EXERCISE OBJECTIVE: Lay out the material below as a Markdown table with the columns Row and Line, giving each nonblank line a row number and skipping blank lines. Leave the pictures out.

* Start DATASET RECORDS *

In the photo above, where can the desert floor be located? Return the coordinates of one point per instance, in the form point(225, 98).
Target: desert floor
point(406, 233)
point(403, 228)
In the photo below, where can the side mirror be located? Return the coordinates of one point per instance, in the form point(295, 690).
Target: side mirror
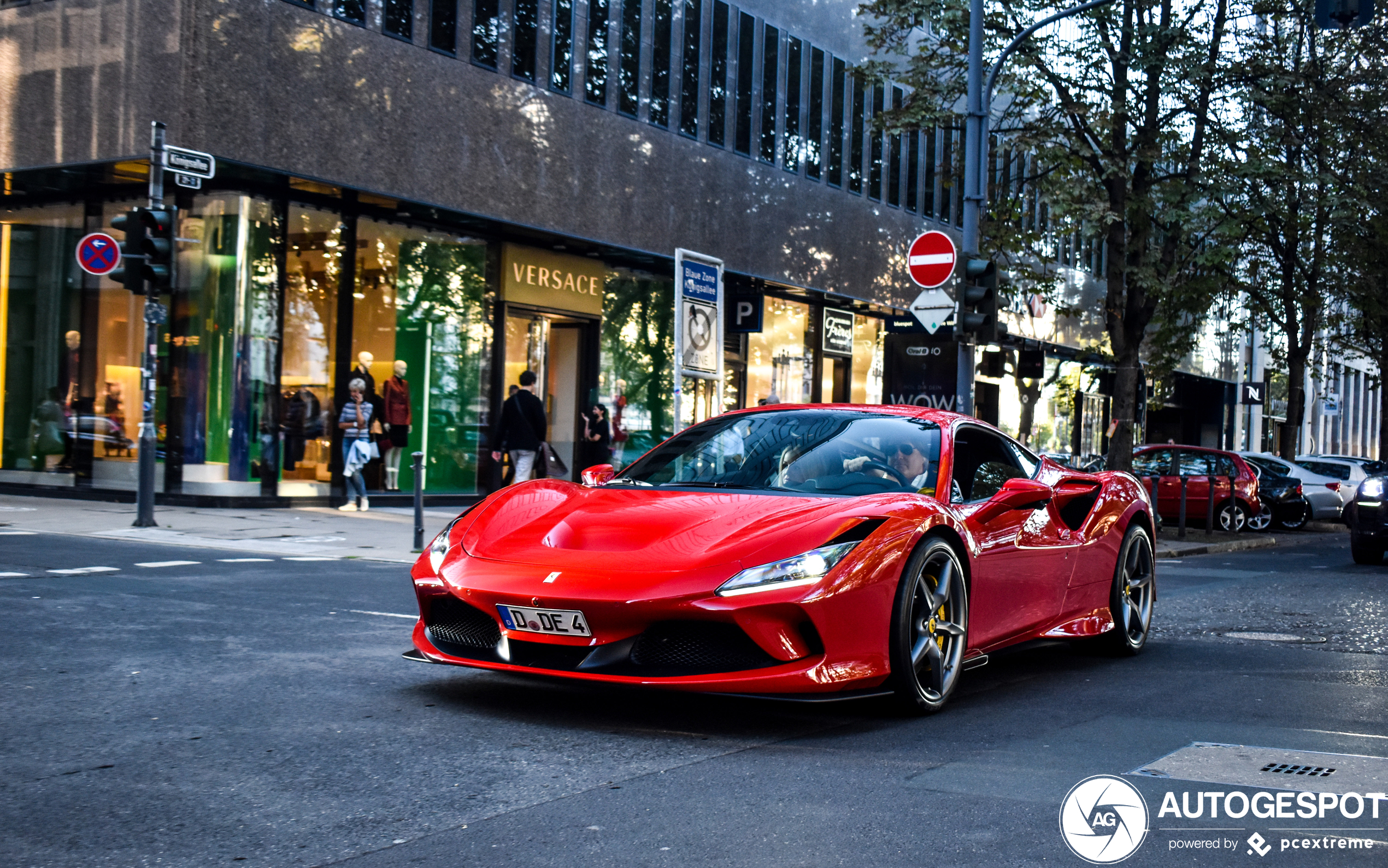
point(1015, 494)
point(599, 475)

* End DATASET RECORDS *

ANSWER FOR THIS EXERCISE:
| Row | Line |
|---|---|
| 1 | In the photo above, where can the desert floor be located? Return the coordinates of one point per instance, in the form point(225, 98). |
| 2 | Target: desert floor |
| 3 | point(406, 233) |
| 4 | point(403, 228) |
| 5 | In the photo below, where can the side mirror be located? Return the coordinates of one point per instance, in the form point(295, 690). |
| 6 | Target: side mirror |
| 7 | point(1015, 494) |
| 8 | point(599, 475) |